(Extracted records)
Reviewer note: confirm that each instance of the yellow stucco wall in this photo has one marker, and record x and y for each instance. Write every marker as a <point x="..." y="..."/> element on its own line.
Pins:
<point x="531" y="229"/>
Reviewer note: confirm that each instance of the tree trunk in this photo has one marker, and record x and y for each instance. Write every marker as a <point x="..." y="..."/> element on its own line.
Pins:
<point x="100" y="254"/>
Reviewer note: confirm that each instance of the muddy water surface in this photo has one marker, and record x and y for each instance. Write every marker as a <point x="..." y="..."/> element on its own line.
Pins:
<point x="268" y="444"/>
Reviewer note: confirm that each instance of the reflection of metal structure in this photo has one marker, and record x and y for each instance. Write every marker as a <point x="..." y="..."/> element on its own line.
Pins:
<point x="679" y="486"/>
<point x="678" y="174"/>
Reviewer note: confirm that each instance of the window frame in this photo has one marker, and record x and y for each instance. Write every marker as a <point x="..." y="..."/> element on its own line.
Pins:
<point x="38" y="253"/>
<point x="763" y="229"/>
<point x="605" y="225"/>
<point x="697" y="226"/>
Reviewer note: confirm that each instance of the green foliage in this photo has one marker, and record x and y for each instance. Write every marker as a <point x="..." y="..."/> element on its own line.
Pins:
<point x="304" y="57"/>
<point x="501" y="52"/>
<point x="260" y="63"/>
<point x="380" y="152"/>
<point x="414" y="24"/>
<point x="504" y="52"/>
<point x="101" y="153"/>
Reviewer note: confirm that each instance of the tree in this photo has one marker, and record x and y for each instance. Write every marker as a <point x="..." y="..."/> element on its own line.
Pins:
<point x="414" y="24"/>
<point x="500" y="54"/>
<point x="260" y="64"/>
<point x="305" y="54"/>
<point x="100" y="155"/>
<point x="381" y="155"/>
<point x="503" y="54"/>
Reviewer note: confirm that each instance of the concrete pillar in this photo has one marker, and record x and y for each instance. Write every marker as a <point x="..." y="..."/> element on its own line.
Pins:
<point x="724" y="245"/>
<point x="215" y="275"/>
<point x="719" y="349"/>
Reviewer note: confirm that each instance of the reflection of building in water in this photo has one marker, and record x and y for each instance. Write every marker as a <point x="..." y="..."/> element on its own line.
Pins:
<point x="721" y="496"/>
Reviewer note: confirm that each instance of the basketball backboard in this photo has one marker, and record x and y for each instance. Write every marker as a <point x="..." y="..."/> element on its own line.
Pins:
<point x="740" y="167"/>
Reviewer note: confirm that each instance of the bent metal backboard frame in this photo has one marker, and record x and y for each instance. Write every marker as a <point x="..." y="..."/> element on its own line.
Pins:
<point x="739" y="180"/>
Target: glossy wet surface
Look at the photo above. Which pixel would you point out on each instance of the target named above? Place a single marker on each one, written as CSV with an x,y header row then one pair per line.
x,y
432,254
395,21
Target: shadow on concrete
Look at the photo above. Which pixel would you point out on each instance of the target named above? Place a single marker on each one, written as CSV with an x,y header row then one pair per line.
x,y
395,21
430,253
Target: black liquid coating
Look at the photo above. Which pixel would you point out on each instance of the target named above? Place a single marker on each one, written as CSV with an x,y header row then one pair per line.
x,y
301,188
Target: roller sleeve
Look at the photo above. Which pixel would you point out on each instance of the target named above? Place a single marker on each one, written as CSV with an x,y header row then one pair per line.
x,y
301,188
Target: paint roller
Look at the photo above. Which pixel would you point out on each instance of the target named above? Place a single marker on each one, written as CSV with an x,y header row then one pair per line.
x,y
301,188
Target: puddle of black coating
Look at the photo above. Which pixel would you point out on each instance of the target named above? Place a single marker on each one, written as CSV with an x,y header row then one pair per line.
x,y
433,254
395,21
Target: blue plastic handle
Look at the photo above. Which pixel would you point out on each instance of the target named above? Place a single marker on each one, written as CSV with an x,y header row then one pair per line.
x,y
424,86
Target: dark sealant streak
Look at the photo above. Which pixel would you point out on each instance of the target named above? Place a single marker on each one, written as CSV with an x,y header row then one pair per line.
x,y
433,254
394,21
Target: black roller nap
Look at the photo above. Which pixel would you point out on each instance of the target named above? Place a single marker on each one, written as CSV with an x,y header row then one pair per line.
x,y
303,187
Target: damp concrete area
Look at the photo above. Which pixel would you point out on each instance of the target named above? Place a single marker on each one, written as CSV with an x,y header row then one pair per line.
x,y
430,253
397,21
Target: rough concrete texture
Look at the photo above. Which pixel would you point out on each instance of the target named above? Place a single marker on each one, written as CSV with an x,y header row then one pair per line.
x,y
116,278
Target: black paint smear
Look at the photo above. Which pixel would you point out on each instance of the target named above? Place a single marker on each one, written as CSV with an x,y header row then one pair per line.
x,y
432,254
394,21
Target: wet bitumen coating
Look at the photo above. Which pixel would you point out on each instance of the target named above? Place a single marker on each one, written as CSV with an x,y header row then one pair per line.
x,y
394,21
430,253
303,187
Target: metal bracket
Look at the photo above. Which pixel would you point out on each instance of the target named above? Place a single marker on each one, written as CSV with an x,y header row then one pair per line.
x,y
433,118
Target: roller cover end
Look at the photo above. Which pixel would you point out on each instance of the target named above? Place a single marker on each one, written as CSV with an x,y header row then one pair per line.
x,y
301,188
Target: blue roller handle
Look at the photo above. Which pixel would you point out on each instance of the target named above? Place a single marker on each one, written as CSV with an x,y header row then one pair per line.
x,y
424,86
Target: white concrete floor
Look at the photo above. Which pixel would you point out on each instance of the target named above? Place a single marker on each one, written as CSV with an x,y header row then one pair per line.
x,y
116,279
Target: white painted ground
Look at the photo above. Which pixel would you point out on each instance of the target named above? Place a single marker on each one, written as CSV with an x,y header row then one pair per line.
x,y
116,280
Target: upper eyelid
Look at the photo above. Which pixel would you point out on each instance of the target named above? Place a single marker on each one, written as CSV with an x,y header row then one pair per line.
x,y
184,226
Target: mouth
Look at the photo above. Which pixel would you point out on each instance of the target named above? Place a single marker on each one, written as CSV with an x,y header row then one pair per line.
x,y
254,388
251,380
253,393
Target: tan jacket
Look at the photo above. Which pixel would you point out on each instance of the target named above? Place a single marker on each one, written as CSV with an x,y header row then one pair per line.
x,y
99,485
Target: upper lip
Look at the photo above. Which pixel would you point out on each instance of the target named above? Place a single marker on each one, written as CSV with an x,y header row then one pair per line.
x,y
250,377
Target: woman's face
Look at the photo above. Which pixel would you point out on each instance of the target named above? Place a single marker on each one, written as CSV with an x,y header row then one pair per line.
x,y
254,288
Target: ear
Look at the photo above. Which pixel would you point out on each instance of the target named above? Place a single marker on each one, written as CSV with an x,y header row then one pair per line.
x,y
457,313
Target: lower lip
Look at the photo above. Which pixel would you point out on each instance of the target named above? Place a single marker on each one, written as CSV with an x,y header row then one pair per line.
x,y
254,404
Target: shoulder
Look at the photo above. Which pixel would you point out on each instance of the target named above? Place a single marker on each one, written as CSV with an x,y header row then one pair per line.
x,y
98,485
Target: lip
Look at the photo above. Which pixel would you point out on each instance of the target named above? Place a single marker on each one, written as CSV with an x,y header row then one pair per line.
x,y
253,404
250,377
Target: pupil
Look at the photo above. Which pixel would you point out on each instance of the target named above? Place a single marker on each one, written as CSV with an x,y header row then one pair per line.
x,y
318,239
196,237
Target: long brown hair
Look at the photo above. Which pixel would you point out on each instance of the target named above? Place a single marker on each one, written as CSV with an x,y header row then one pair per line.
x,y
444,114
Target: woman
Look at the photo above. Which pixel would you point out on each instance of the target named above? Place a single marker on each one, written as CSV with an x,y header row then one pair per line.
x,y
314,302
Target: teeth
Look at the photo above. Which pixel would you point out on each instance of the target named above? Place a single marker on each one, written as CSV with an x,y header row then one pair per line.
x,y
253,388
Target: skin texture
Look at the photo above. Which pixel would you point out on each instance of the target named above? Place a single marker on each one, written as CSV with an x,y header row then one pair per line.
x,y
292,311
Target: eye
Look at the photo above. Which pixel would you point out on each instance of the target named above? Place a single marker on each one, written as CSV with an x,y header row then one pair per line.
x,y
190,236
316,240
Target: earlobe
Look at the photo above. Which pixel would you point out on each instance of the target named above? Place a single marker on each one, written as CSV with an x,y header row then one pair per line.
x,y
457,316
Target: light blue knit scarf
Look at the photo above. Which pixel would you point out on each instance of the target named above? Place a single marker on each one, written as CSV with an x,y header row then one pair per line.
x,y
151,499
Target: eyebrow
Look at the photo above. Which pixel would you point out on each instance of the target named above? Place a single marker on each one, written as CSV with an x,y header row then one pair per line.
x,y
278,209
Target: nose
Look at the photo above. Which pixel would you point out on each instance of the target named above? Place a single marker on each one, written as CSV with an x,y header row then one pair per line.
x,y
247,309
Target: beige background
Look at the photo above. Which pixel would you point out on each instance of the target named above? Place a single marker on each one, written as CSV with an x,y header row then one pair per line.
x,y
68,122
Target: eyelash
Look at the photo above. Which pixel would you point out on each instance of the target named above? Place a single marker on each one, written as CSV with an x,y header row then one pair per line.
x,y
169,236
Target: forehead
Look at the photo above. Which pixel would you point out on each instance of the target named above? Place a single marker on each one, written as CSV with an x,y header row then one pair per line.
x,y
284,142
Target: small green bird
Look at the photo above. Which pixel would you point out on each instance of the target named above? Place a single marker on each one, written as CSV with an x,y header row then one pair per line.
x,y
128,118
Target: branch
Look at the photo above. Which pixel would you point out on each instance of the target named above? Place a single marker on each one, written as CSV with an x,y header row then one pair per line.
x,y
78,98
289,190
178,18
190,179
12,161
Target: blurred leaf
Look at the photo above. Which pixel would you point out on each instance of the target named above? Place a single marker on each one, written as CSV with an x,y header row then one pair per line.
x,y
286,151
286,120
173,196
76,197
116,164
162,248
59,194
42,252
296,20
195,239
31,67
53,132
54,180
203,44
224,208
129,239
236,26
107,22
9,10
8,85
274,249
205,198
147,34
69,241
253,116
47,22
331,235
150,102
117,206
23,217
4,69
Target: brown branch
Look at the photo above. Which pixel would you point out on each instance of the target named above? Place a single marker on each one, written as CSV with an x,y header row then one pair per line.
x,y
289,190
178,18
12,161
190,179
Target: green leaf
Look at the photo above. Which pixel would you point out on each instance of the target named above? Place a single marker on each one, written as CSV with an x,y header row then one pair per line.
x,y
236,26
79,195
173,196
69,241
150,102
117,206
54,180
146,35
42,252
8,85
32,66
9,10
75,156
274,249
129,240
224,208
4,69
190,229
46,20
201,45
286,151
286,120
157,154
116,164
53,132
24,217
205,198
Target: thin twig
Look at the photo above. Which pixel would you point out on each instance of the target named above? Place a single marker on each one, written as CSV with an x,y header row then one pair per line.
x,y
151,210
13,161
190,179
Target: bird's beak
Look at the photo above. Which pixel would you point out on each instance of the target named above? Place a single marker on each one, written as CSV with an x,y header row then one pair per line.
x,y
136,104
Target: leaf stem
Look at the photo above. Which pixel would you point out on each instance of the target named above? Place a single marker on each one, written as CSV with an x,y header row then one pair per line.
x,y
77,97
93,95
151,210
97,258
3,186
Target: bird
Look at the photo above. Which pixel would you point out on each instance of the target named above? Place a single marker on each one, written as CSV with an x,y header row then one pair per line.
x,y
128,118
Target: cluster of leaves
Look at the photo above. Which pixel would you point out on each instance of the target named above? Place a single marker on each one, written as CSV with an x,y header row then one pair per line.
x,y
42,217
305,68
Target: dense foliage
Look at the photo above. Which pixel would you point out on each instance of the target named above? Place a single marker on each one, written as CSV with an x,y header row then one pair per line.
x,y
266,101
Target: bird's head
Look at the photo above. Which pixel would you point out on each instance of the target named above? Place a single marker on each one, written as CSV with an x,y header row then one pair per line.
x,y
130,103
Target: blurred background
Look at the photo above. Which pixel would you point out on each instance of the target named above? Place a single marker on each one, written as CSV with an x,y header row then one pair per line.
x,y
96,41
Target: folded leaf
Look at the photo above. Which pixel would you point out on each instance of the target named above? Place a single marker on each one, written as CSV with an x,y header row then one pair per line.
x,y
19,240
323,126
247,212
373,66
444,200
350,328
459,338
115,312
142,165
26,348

#### PROBLEM TO SOLVE
Search the entries above for the string "concrete", and report each line where it occurs.

#### ANSWER SECTION
Reviewer note: confirm that each instance of the concrete pillar in this photo has one marker, and record x and y for each instance. Write every marker as a <point x="..." y="..."/> element on its own line.
Target: shadow on concrete
Target: damp concrete area
Target: rough concrete texture
Target: white concrete floor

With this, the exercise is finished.